» TASK REQUIREMENTS
All of the entries are to be restated word for word.

» STUDY MATERIAL

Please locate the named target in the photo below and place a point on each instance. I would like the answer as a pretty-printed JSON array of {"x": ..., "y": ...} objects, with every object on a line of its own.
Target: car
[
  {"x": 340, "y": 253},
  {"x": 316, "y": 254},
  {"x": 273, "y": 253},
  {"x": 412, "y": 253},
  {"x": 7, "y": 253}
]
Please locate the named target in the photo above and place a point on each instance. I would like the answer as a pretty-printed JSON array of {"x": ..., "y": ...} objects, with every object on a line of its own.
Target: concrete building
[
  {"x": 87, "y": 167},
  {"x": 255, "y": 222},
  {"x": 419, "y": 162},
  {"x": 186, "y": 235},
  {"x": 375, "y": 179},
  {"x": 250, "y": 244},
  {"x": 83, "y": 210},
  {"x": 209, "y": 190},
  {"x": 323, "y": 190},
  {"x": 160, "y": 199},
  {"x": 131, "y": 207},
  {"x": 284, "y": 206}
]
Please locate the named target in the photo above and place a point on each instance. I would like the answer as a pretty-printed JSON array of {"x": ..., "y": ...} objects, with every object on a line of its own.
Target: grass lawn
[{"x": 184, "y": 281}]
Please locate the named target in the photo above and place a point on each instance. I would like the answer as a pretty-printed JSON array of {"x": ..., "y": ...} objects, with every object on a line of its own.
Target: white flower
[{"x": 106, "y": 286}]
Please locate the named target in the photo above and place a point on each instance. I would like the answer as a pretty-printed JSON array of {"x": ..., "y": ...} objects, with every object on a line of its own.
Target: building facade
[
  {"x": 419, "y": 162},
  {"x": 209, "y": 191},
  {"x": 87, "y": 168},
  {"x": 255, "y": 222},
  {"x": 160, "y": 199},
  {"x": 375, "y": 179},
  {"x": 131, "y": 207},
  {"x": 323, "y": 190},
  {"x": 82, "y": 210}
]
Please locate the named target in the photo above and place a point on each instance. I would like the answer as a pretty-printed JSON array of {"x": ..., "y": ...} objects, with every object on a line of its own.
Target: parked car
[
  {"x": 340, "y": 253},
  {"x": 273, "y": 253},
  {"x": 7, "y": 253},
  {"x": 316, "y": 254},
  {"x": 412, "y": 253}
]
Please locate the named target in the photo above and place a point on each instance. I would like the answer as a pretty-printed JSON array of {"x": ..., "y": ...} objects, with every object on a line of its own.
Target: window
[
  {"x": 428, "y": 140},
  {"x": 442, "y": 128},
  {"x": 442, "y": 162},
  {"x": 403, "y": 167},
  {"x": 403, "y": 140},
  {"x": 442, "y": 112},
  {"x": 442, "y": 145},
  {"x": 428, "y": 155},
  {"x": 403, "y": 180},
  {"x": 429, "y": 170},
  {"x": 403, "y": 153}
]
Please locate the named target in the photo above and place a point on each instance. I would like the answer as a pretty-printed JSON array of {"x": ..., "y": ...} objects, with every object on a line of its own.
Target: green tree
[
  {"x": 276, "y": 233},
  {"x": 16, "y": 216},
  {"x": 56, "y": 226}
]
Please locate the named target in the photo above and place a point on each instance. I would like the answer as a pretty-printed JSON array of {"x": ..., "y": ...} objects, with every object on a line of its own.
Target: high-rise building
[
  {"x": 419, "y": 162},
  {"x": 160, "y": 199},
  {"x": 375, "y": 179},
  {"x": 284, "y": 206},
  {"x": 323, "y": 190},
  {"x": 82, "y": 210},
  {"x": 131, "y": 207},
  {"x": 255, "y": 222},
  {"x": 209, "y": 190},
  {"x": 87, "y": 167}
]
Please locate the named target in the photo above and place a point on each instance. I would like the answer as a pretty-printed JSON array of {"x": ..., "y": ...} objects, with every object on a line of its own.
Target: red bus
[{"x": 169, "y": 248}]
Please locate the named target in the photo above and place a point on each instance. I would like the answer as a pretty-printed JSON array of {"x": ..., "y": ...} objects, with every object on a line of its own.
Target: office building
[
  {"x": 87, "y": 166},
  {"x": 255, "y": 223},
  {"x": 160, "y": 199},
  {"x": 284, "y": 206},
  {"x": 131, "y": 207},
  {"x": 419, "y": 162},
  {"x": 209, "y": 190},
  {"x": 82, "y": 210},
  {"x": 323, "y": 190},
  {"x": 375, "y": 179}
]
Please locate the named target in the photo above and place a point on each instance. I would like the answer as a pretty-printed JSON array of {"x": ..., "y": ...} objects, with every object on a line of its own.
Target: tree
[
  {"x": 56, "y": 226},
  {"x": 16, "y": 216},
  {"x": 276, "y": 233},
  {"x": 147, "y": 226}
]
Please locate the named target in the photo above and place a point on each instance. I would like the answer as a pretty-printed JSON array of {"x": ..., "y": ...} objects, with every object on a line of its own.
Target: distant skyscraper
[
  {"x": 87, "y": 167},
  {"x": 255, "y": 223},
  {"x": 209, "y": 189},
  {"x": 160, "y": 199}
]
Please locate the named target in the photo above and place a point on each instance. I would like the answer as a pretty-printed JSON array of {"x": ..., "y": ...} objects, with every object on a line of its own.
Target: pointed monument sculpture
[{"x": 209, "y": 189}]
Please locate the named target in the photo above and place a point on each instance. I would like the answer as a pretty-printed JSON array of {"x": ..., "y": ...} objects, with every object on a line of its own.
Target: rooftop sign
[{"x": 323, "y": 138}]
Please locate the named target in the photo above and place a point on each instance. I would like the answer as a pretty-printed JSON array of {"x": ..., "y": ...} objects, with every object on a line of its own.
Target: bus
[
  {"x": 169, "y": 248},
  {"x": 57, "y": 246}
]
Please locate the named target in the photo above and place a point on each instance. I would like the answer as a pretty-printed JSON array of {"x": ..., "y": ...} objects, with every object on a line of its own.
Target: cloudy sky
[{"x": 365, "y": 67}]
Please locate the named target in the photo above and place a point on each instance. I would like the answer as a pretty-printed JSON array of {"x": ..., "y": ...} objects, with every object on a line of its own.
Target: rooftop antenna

» PROBLEM SOLUTION
Please locate the named target in the photo below and place a point on each instance. I would like the answer as a pretty-printed JSON array of {"x": ..., "y": ...} objects, with every object on a line of its own.
Target: car
[
  {"x": 340, "y": 253},
  {"x": 316, "y": 254},
  {"x": 273, "y": 253},
  {"x": 412, "y": 253},
  {"x": 7, "y": 253}
]
Please locate the named target in the photo above and place a point on each instance. I would like the answer as a pretty-printed JSON array of {"x": ..., "y": ...} objects, with every object on a line of its own.
Target: concrete building
[
  {"x": 87, "y": 167},
  {"x": 255, "y": 222},
  {"x": 419, "y": 162},
  {"x": 186, "y": 235},
  {"x": 375, "y": 179},
  {"x": 250, "y": 244},
  {"x": 83, "y": 210},
  {"x": 209, "y": 190},
  {"x": 323, "y": 190},
  {"x": 160, "y": 199},
  {"x": 131, "y": 207},
  {"x": 284, "y": 206}
]
Please locate the named target in the photo above and place a point on each instance. I would like the answer as a pretty-printed JSON array of {"x": ..., "y": ...} objects, with every object on a line of its own.
Target: grass lawn
[{"x": 184, "y": 281}]
Please locate the named target in the photo above and place a point on each instance. I would like the answer as a pretty-printed JSON array of {"x": ..., "y": ...} objects, with every object on a line of its own.
Target: white flower
[{"x": 106, "y": 286}]
Please locate the named target in the photo above and place a point on each instance. I would like the answer as a pretty-printed JSON array of {"x": ..., "y": ...} objects, with every object on a line of its own.
Target: building facade
[
  {"x": 419, "y": 162},
  {"x": 209, "y": 191},
  {"x": 87, "y": 168},
  {"x": 255, "y": 222},
  {"x": 160, "y": 199},
  {"x": 375, "y": 179},
  {"x": 131, "y": 207},
  {"x": 323, "y": 190},
  {"x": 82, "y": 210}
]
Please locate the named target in the photo above and place a point on each instance. I would like the answer as a pretty-printed JSON array of {"x": ..., "y": ...} objects, with every object on a line of its own.
Target: parked car
[
  {"x": 340, "y": 253},
  {"x": 273, "y": 253},
  {"x": 7, "y": 253},
  {"x": 316, "y": 254},
  {"x": 412, "y": 253}
]
Please locate the named target in the photo above and place a point on each instance. I would like the answer as a pretty-printed JSON array of {"x": ..., "y": ...} objects, with every object on a line of its own.
Target: window
[
  {"x": 428, "y": 140},
  {"x": 442, "y": 128},
  {"x": 442, "y": 162},
  {"x": 403, "y": 167},
  {"x": 403, "y": 140},
  {"x": 442, "y": 112},
  {"x": 442, "y": 145},
  {"x": 428, "y": 155},
  {"x": 403, "y": 180},
  {"x": 429, "y": 170},
  {"x": 403, "y": 153}
]
Please locate the named target in the photo above and place a point on each instance. I would like the answer as a pretty-printed JSON array of {"x": ..., "y": ...} objects, with every object on a line of its own.
Target: green tree
[
  {"x": 276, "y": 233},
  {"x": 16, "y": 216},
  {"x": 56, "y": 226}
]
Please locate the named target in the photo above and place a point on each instance. I would like the answer as a pretty-printed JSON array of {"x": ..., "y": ...} objects, with every object on a line of its own.
Target: high-rise building
[
  {"x": 419, "y": 162},
  {"x": 160, "y": 199},
  {"x": 375, "y": 179},
  {"x": 284, "y": 206},
  {"x": 323, "y": 190},
  {"x": 82, "y": 210},
  {"x": 131, "y": 207},
  {"x": 255, "y": 222},
  {"x": 209, "y": 190},
  {"x": 87, "y": 167}
]
Please locate the named target in the photo above and place a point on each instance. I would like the answer as a pretty-printed JSON array of {"x": ..., "y": ...} objects, with every object on a line of its own.
Target: red bus
[{"x": 169, "y": 248}]
Please locate the named target in the photo above and place a point on each instance. I would like the answer as a pretty-printed JSON array of {"x": ..., "y": ...} objects, with every object on a line of its own.
Target: office building
[
  {"x": 87, "y": 166},
  {"x": 255, "y": 223},
  {"x": 160, "y": 199},
  {"x": 284, "y": 206},
  {"x": 131, "y": 207},
  {"x": 419, "y": 162},
  {"x": 209, "y": 190},
  {"x": 82, "y": 210},
  {"x": 323, "y": 190},
  {"x": 375, "y": 179}
]
Please locate the named target in the photo above and place a point on each instance. I would like the answer as a pretty-printed JSON array of {"x": ..., "y": ...} objects, with every object on a line of its own.
Target: tree
[
  {"x": 56, "y": 226},
  {"x": 16, "y": 216},
  {"x": 276, "y": 233},
  {"x": 147, "y": 226}
]
Please locate the named target in the photo above and place a point on each instance. I would like the answer as a pretty-printed JSON array of {"x": ..., "y": ...} objects, with every object on a line of its own.
Target: distant skyscraper
[
  {"x": 87, "y": 167},
  {"x": 255, "y": 223},
  {"x": 209, "y": 189},
  {"x": 160, "y": 199}
]
Please locate the named target in the photo above and place a point on each instance. I would like the answer as a pretty-printed JSON array of {"x": ..., "y": ...} objects, with every object on a line of its own.
Target: pointed monument sculpture
[{"x": 209, "y": 189}]
Please locate the named target in the photo above and place a point on each instance. I would like the answer as a pretty-printed JSON array of {"x": ..., "y": ...} objects, with every object on a line of its own.
Target: rooftop sign
[{"x": 323, "y": 138}]
Please locate the named target in the photo above and place a point on each instance. I would like the answer as a pretty-printed JSON array of {"x": ..., "y": ...} objects, with every object on a line of its own.
Target: bus
[
  {"x": 169, "y": 248},
  {"x": 57, "y": 246}
]
Please locate the named target in the photo above and place a point on each instance. I would like the answer as a pretty-printed JSON array of {"x": ..., "y": ...} objects, with every object on a line of its own.
Target: cloudy sky
[{"x": 365, "y": 67}]
Please locate the named target in the photo above and place a point on each instance. I would like the answer as a pretty-printed JSON array of {"x": ..., "y": ...} objects, with every object on a line of its own.
Target: rooftop antenna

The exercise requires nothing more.